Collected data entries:

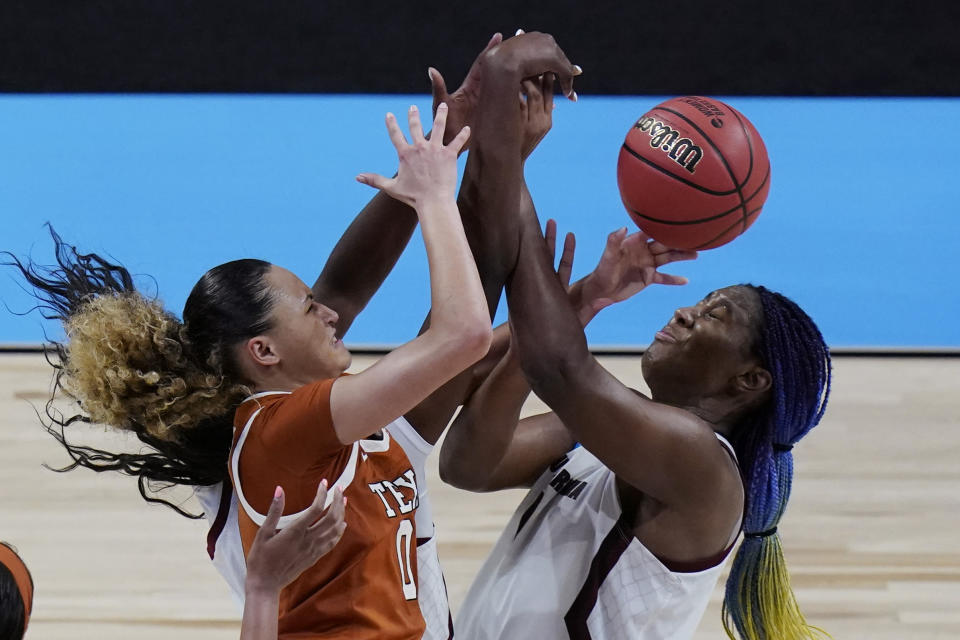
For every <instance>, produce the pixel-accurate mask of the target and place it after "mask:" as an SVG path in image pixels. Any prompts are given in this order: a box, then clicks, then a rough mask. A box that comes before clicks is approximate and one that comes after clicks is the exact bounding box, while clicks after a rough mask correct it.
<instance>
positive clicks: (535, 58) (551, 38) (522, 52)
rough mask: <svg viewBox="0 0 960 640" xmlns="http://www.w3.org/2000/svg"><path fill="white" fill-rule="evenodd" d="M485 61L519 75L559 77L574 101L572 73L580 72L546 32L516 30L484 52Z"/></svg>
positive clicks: (574, 65)
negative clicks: (508, 36)
mask: <svg viewBox="0 0 960 640" xmlns="http://www.w3.org/2000/svg"><path fill="white" fill-rule="evenodd" d="M484 56H485V58H486V59H487V62H488V63H489V64H491V65H493V66H494V67H496V69H498V70H499V71H500V72H504V73H511V74H514V75H515V76H516V77H517V78H518V79H520V80H522V79H524V78H535V77H539V76H542V75H543V74H545V73H552V74H554V75H555V76H556V77H557V80H559V81H560V88H561V90H562V91H563V95H565V96H567V97H568V98H569V99H570V100H574V101H576V99H577V92H576V91H574V90H573V79H574V77H576V76H578V75H580V74H581V73H582V71H581V69H580V67H579V66H577V65H575V64H572V63H571V62H570V60H568V59H567V55H566V54H565V53H564V52H563V50H562V49H561V48H560V47H559V46H558V45H557V42H556V40H554V39H553V36H551V35H550V34H548V33H539V32H536V31H532V32H530V33H524V32H523V31H522V30H518V31H517V35H516V36H514V37H513V38H508V39H507V40H504V41H503V42H501V43H500V44H499V45H497V46H496V47H493V48H492V49H490V50H489V51H488V52H487V53H486V54H484Z"/></svg>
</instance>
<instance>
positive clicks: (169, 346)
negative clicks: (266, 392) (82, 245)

WORK INSTRUCTION:
Please output only the lines from the one holding "positive clicks: (574, 65)" to the end of the records, first and last included, exactly as they appear.

ANSWER SPACE:
positive clicks: (574, 65)
negative clicks: (508, 36)
mask: <svg viewBox="0 0 960 640" xmlns="http://www.w3.org/2000/svg"><path fill="white" fill-rule="evenodd" d="M484 56H485V58H486V59H487V62H488V63H489V64H491V65H493V66H494V67H496V69H498V70H499V71H500V72H504V73H511V74H514V75H515V76H516V77H517V78H518V79H520V80H522V79H524V78H535V77H539V76H542V75H543V74H545V73H552V74H554V75H555V76H556V77H557V80H559V81H560V88H561V90H562V91H563V95H565V96H567V97H568V98H569V99H570V100H574V101H576V99H577V92H576V91H574V90H573V79H574V77H576V76H578V75H580V74H581V73H582V71H581V69H580V67H579V66H577V65H575V64H572V63H571V62H570V60H568V59H567V55H566V54H565V53H564V52H563V50H562V49H561V48H560V47H559V46H558V45H557V42H556V40H554V39H553V36H551V35H550V34H548V33H539V32H536V31H532V32H530V33H524V32H523V31H522V30H518V31H517V35H516V36H514V37H513V38H508V39H507V40H504V41H503V42H501V43H500V44H499V45H497V46H496V47H493V48H492V49H490V50H489V51H488V52H487V53H486V54H484Z"/></svg>
</instance>
<instance>
positive clicks: (169, 346)
negative clicks: (266, 392) (82, 245)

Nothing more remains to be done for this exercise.